== TASK TO CARRY OUT ==
Identify each line below that contains the word "grass" and copy every such line in full.

== EXTRACTED DATA ==
## Begin

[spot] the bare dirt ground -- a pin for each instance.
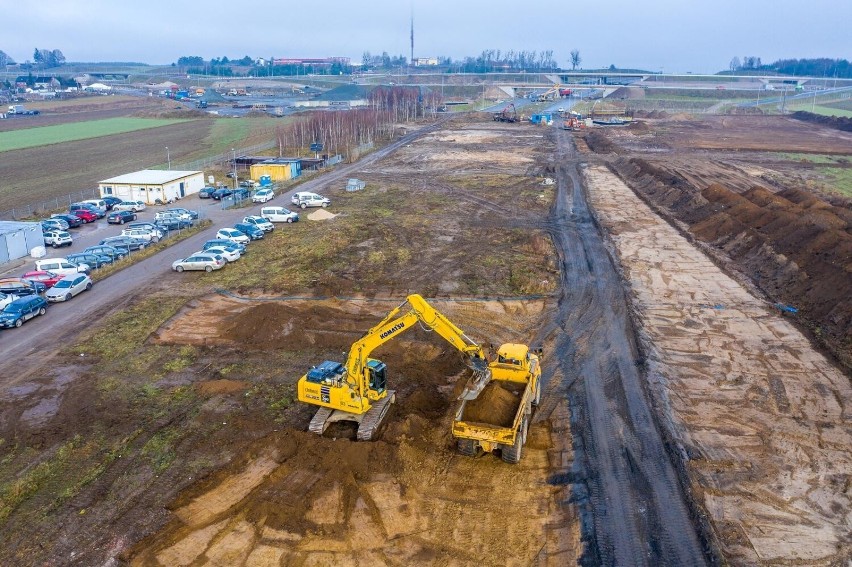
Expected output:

## End
## Begin

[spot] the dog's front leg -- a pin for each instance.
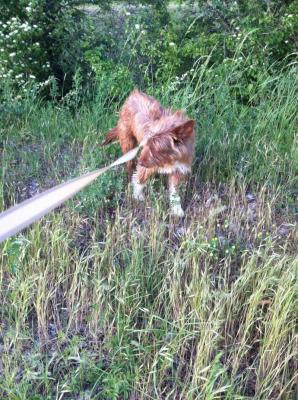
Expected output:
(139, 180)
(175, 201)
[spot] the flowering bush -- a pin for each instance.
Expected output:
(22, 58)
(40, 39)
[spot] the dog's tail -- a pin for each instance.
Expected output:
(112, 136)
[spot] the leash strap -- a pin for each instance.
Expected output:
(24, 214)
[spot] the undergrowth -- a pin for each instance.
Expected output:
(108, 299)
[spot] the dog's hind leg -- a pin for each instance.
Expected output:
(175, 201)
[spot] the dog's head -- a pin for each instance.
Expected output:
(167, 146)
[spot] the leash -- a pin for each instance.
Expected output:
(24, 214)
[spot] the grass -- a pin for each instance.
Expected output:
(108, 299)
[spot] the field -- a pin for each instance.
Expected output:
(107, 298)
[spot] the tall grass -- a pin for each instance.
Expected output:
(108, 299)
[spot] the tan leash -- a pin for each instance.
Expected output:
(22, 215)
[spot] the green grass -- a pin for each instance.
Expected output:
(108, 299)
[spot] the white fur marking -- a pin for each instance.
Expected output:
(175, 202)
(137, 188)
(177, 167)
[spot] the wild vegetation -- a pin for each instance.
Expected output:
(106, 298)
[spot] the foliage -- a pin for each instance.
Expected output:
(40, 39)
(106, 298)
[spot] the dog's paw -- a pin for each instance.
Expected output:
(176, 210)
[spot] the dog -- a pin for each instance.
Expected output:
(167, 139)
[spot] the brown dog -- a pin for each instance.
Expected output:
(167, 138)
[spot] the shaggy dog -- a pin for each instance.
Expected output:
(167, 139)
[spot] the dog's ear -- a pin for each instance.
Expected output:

## End

== CORRECT RESULT ==
[spot] the grass -- a pin for each instance.
[spot] the tall grass -- a pin for each instance.
[spot] the green grass -- a pin for each instance.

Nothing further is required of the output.